Exercise brief. An exact copy of the records is required, minus the pictures they hold.

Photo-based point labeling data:

########

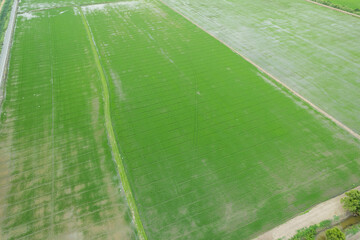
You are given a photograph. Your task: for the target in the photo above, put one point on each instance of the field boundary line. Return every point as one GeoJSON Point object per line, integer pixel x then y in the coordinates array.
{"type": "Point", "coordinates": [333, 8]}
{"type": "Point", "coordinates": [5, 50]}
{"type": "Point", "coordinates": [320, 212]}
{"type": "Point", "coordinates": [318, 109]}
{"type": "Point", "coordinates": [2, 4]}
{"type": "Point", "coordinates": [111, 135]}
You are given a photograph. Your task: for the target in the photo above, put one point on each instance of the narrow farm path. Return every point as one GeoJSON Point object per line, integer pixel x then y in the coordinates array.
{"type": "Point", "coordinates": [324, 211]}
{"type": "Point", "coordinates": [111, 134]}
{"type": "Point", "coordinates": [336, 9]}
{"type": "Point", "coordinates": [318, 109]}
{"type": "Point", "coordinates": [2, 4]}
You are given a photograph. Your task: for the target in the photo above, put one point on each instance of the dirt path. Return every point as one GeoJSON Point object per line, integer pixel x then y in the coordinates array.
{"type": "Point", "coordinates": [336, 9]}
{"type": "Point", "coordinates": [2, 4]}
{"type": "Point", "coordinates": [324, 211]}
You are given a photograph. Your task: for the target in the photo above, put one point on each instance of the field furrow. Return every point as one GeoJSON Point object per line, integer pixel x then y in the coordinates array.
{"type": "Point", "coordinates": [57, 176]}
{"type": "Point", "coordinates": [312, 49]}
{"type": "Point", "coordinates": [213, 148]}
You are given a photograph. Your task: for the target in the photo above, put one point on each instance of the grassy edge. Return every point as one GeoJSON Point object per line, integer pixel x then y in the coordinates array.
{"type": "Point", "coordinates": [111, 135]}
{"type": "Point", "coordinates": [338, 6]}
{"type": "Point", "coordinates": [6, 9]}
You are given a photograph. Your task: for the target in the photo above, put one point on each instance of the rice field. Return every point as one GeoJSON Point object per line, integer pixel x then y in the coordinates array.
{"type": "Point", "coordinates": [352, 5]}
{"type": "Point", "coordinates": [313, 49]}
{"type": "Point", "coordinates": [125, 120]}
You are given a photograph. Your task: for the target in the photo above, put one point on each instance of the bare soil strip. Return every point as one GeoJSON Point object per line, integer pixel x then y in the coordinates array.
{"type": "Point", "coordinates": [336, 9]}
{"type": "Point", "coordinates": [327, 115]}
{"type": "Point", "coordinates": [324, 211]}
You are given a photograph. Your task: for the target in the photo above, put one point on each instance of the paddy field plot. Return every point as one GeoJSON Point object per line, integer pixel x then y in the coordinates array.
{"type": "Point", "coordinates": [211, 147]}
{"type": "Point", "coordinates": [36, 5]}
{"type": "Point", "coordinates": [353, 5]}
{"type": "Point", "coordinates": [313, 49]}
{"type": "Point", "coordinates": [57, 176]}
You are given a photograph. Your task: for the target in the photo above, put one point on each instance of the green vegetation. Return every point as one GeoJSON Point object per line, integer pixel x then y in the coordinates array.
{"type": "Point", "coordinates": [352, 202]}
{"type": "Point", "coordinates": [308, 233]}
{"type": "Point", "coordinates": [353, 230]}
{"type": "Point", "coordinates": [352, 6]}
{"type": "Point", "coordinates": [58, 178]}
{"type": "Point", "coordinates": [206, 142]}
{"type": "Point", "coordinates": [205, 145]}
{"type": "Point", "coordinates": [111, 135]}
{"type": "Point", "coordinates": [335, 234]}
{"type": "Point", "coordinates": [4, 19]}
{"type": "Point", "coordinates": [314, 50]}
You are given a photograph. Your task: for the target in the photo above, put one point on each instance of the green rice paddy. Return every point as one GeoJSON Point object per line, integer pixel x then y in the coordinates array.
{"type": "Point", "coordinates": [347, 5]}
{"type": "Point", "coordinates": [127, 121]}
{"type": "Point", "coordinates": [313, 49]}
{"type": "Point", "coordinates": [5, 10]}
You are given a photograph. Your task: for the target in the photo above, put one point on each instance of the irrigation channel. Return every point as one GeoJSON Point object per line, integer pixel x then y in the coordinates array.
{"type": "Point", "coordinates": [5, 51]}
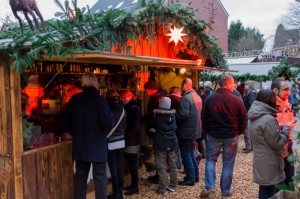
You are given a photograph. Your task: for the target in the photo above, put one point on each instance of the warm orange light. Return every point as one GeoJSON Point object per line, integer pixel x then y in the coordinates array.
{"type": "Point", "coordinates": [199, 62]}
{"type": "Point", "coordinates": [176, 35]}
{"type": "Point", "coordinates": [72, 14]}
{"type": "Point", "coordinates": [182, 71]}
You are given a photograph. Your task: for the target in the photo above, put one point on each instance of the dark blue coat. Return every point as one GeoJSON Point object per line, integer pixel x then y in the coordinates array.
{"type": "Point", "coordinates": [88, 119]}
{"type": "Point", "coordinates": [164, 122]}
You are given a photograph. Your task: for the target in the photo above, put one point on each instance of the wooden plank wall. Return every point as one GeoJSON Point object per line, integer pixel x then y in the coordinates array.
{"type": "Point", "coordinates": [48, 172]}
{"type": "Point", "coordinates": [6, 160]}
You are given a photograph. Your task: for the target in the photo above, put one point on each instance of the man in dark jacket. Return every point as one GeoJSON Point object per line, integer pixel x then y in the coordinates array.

########

Answer to the task.
You are given a photograph. Your task: for the target in the photo above, put one point on each instance of the field boundary line. Return every point as one GeoJSON Point object per line, integer pixel x then y in the coordinates array.
{"type": "Point", "coordinates": [333, 8]}
{"type": "Point", "coordinates": [5, 50]}
{"type": "Point", "coordinates": [320, 212]}
{"type": "Point", "coordinates": [318, 109]}
{"type": "Point", "coordinates": [2, 4]}
{"type": "Point", "coordinates": [111, 135]}
You are given a photograph. Your task: for the target in the photo above, put one point on each instance of the narrow farm path. Return every point as one GeoJSON Point object per line, integer pixel x then y in the coordinates array.
{"type": "Point", "coordinates": [324, 211]}
{"type": "Point", "coordinates": [111, 134]}
{"type": "Point", "coordinates": [336, 9]}
{"type": "Point", "coordinates": [318, 109]}
{"type": "Point", "coordinates": [2, 4]}
You are given a photograph. Your task: for the target in the photo above, put one point on each instance of the dirt path. Return every point as one GeoJSON Point object per line, integer pixel x then y in the coordinates array.
{"type": "Point", "coordinates": [336, 9]}
{"type": "Point", "coordinates": [2, 4]}
{"type": "Point", "coordinates": [324, 211]}
You are given a photograph. Your task: for the target in the photo above, put one point on each instance of the field furrow. Return every point as one GeoJSON Point object per line, integer pixel x then y in the coordinates array.
{"type": "Point", "coordinates": [57, 176]}
{"type": "Point", "coordinates": [312, 49]}
{"type": "Point", "coordinates": [213, 148]}
You are given a photograph. Your task: for the target in the photo above, put one point on each instance of the grassy edge. Return every point as one GeoJSON Point object per line, integer pixel x then y in the coordinates array.
{"type": "Point", "coordinates": [111, 135]}
{"type": "Point", "coordinates": [338, 6]}
{"type": "Point", "coordinates": [6, 9]}
You are given a photograph. Your task: for the target in the photo above, put one point on each instance of the rice field. Return every point as one GeoJSON Point object per line, integer pixel x then y in the coordinates array.
{"type": "Point", "coordinates": [352, 5]}
{"type": "Point", "coordinates": [313, 49]}
{"type": "Point", "coordinates": [125, 120]}
You are given a photograph. Your task: for the target in the photo above, put one point on each instance of the bare soil strip. Return every point as one GeoJSON Point object per line, integer pixel x then y in the coordinates array.
{"type": "Point", "coordinates": [336, 9]}
{"type": "Point", "coordinates": [327, 115]}
{"type": "Point", "coordinates": [324, 211]}
You are given a photograph. Your task: for the target in the photo above, put one point on each instance of the paddy field plot. Return every point as one GeoJSON Point object per line, integer pixel x then y in the coordinates array.
{"type": "Point", "coordinates": [211, 147]}
{"type": "Point", "coordinates": [36, 5]}
{"type": "Point", "coordinates": [353, 5]}
{"type": "Point", "coordinates": [313, 49]}
{"type": "Point", "coordinates": [57, 176]}
You are given a photograph. Your task: for the target in the photo above, put one point on each instance of the green vegetation. Return every point as one GeoJSON Point object per line, integer pixel x then y in the coordinates array.
{"type": "Point", "coordinates": [352, 202]}
{"type": "Point", "coordinates": [308, 233]}
{"type": "Point", "coordinates": [353, 230]}
{"type": "Point", "coordinates": [352, 6]}
{"type": "Point", "coordinates": [58, 178]}
{"type": "Point", "coordinates": [206, 142]}
{"type": "Point", "coordinates": [205, 145]}
{"type": "Point", "coordinates": [111, 135]}
{"type": "Point", "coordinates": [335, 234]}
{"type": "Point", "coordinates": [4, 19]}
{"type": "Point", "coordinates": [314, 50]}
You are given a photograph. Your task: for the target in the photo above, put one point on each instance of the green rice paddy. Return every point as one GeoJSON Point object per line, integer pixel x then y in the coordinates array.
{"type": "Point", "coordinates": [347, 5]}
{"type": "Point", "coordinates": [127, 121]}
{"type": "Point", "coordinates": [313, 49]}
{"type": "Point", "coordinates": [5, 10]}
You are given a photograph. Your task: for the target in the photo above, put one point on each instance of the irrigation channel. Return every point as one GeoJSON Point object per line, integer pixel x then y in the coordinates array.
{"type": "Point", "coordinates": [5, 51]}
You are given a photograph. Your task: for the target in the photo above, put one point on each instance of the warm orange light. Return every point as one GeoJSON Point object per line, integer pixel x then y in the coordinates array.
{"type": "Point", "coordinates": [199, 62]}
{"type": "Point", "coordinates": [176, 35]}
{"type": "Point", "coordinates": [72, 14]}
{"type": "Point", "coordinates": [182, 71]}
You are given a photograph. Your task: for the target in the photo above, put one point on each instance of the dark blue coat. Return every point as one GeoJSON Point object per line, integer pixel x then y in the coordinates array.
{"type": "Point", "coordinates": [88, 119]}
{"type": "Point", "coordinates": [164, 122]}
You are given a photograph. Your task: for the target in the photo above, put one point on each instance of the wooden plank wall. Return every point as one GeoJSON Point object per line, integer pixel x then y in the coordinates array.
{"type": "Point", "coordinates": [48, 172]}
{"type": "Point", "coordinates": [6, 160]}
You are given a photograph. Your task: for the target in the photo above, put one point on each instance of the man in dark jacket. Return every point as one GeoJSON Point object per line, integer pixel x then y in the coordinates array.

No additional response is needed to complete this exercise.